Dataset items about object locations
────────────────

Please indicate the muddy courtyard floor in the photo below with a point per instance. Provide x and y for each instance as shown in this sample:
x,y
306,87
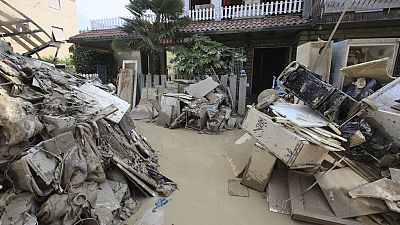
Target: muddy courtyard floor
x,y
196,162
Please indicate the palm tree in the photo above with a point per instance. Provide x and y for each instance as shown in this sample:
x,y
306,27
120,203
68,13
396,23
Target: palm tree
x,y
164,24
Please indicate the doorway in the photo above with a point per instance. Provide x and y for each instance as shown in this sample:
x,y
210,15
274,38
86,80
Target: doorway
x,y
268,62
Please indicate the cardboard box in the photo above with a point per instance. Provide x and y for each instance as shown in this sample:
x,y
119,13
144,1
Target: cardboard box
x,y
292,149
259,169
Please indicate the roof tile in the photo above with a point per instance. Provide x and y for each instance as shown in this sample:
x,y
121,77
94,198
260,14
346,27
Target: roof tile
x,y
203,27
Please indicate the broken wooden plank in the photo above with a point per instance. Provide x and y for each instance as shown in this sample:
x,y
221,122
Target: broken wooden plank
x,y
239,153
300,115
278,192
148,80
242,96
336,185
232,89
137,182
258,169
202,88
375,69
311,206
294,150
102,100
384,189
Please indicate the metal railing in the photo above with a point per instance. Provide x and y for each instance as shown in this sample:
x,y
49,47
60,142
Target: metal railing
x,y
247,11
218,13
336,6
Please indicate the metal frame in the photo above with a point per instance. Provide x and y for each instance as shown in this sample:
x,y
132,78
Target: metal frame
x,y
32,44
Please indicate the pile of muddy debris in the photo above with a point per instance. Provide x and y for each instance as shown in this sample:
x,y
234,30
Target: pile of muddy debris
x,y
331,158
204,106
69,154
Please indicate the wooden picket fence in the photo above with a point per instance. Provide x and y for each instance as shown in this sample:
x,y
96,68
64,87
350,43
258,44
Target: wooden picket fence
x,y
235,84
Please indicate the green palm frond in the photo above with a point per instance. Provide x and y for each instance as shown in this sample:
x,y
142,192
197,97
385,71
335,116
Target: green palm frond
x,y
167,24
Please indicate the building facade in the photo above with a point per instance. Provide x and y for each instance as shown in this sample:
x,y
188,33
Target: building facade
x,y
58,18
269,31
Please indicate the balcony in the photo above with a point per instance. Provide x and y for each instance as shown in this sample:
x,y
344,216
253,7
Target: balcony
x,y
219,13
359,6
328,11
246,11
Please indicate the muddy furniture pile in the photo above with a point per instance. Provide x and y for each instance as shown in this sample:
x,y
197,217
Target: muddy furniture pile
x,y
331,158
69,153
205,106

────────────────

SHORT PROBLEM ::
Rewrite the items from the line containing "Please indicate the green" through the end of the items, replacing "balcony" with "terrace" and leaving everything else unchanged.

THE RESPONSE ::
Please indicate the green palm frond in the photo above with a point per instance. Provide x and y for each instance as shown in this sample:
x,y
142,192
197,97
385,71
335,116
Target: green palm frond
x,y
167,24
Please indicate the building facade in the photo above with a point per instance. Provide x and y for each instance as shown in this sample:
x,y
188,33
Target: building facade
x,y
58,18
269,31
Please indicate the terrace in the photo above with a point per instance. Provide x and y for each instance as shown in this sample:
x,y
344,216
253,7
Target: terrace
x,y
219,13
359,6
328,11
246,11
Please indicate the muddy furniture pile in the photo above with a point per instance. Provide x and y for each instance as shown in this sample:
x,y
197,217
Target: muddy furniture pile
x,y
331,158
69,153
205,106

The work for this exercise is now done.